- Short exercise 1 -
Set down the part of the cluster ray tracing passage between "We can see that" and "update this table.", inclusive, word for word.

Text excerpt start

We can see that the build times improve significantly with the new APIs, despite their very early state in the life of cluster ray tracing.
As the BLAS is built over clusters and not individual triangles, a degradation in actual rendering performance is expected. 
That is why we want to stress, that if you have static content, `FAST_TRACE` triangle BLAS are still the best option.

However, we recommend to test your own content and implementation, as performance always depends on the actual scenarios.
As driver and hardware performance improves over time we will update this table.

One extra benefit of using clusters with templates is that we can query a quite accurate number for the
instantiated CLAS size, this allows us to reduce the amount of the required reserved memory by a lot.

| Memory Reservations [MB]     | Triangles | Clusters w. Templates |
|------------------------------|-----------|-----------------------|
| BLAS                         | 564       |  22                   |
| CLAS                         | -         | 232                   |
| Other RT (mostly templates)  | -         |  17                   |
| Sum                          | 564       | 271                   |

## VK_NV_cluster_acceleration_structure

The API details are found at the [Khronos extension registry](https://registry.khronos.org/vulkan/specs/latest/man/html/VK_NV_cluster_acceleration_structure.html)

Text excerpt end
Exercise material start

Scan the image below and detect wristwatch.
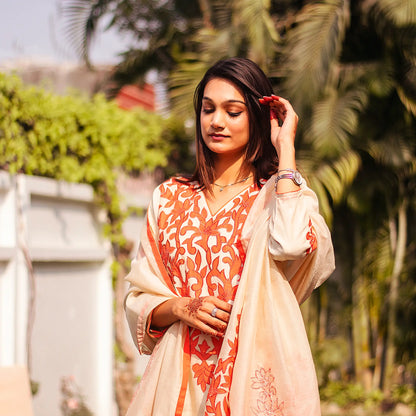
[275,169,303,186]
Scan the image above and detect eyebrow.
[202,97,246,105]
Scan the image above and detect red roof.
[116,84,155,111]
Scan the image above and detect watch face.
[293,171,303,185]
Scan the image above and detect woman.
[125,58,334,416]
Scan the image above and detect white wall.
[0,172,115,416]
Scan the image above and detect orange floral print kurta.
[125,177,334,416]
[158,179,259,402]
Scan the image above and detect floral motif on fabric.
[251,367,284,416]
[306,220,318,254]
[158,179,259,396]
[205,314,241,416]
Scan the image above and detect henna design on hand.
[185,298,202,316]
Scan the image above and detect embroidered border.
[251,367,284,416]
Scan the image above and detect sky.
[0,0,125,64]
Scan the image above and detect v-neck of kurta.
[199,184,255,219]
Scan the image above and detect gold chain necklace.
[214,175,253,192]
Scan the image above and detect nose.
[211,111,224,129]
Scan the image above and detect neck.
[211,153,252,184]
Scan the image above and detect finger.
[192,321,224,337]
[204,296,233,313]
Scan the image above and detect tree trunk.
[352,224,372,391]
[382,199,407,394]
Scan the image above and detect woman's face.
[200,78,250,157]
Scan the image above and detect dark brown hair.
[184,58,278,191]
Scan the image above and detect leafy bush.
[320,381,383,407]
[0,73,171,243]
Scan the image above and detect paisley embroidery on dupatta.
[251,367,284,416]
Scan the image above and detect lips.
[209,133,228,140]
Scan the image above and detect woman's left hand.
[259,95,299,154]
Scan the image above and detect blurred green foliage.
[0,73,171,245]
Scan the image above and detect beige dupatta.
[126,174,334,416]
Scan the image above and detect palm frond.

Exercise material end
Exercise material start

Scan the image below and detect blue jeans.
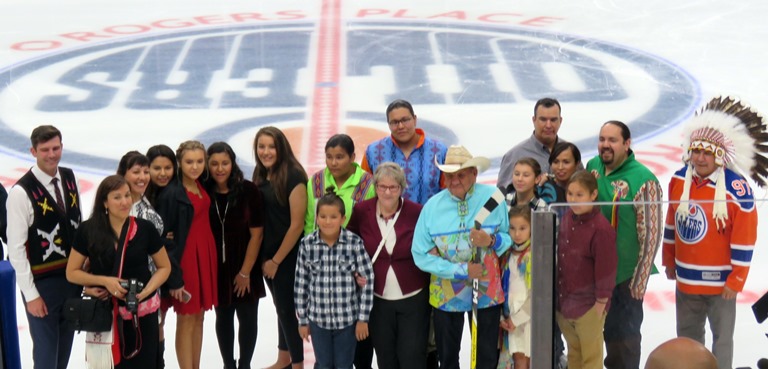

Exercise material end
Exercise material start

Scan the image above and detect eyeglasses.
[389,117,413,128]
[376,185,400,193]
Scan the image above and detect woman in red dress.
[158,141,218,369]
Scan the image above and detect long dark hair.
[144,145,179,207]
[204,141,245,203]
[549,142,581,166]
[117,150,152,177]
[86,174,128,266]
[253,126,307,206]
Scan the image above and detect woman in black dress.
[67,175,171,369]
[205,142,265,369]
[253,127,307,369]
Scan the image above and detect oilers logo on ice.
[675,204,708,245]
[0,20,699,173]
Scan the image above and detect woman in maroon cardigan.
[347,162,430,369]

Exercise material end

- Short exercise 2 -
From the listing, extract the lines between the one holding "Scan the image above and detect woman." and the one holding "Scan the image above and detect palm frond.", inclusive, unchanged.

- Full answer 1 -
We can see that the build times improve significantly with the new APIs, despite their very early state in the life of cluster ray tracing.
As the BLAS is built over clusters and not individual triangles, a degradation in actual rendering performance is expected. 
That is why we want to stress, that if you have static content, `FAST_TRACE` triangle BLAS are still the best option.

However, we recommend to test your own content and implementation, as performance always depends on the actual scenarios.
As driver and hardware performance improves over time we will update this table.

- Full answer 2 -
Scan the image above and detect woman.
[125,58,334,416]
Scan the image above and detect white wall.
[0,172,115,416]
Scan the image above and detect orange floral print kurta.
[125,177,334,416]
[158,179,259,402]
Scan the image above and detect floral motif on fabric.
[251,367,284,416]
[306,220,318,254]
[158,179,259,396]
[205,314,241,416]
Scan the image above and detect henna design on hand.
[185,298,202,316]
Scan the image above and detect embroidered border.
[251,367,284,416]
Scan the image above and detect sky.
[0,0,125,64]
Scan the image above and detect v-neck of kurta.
[199,184,255,219]
Scan the image above and detect gold chain necklace.
[214,175,253,192]
Scan the image above and detect nose.
[211,111,224,129]
Scan the image above and detect neck.
[211,153,252,184]
Scan the image above and detect finger.
[192,321,224,337]
[204,296,233,313]
Scan the image above and detect tree trunk.
[352,224,372,391]
[382,199,407,394]
Scan the image above and detect woman's face.
[200,78,250,157]
Scan the image above and detect dark brown hair.
[184,58,278,191]
Scan the image above and detect leafy bush.
[320,381,383,407]
[0,73,171,243]
Scan the image above and detect paisley embroidery on dupatta.
[251,367,284,416]
Scan the image above and detect lips.
[209,133,228,140]
Scan the image above and detect woman's left hand.
[259,95,299,154]
Scan the image above and detect blurred green foliage.
[0,73,171,245]
Scan the image above and detect beige dupatta.
[126,174,334,416]
Scan the image above and detect palm frond.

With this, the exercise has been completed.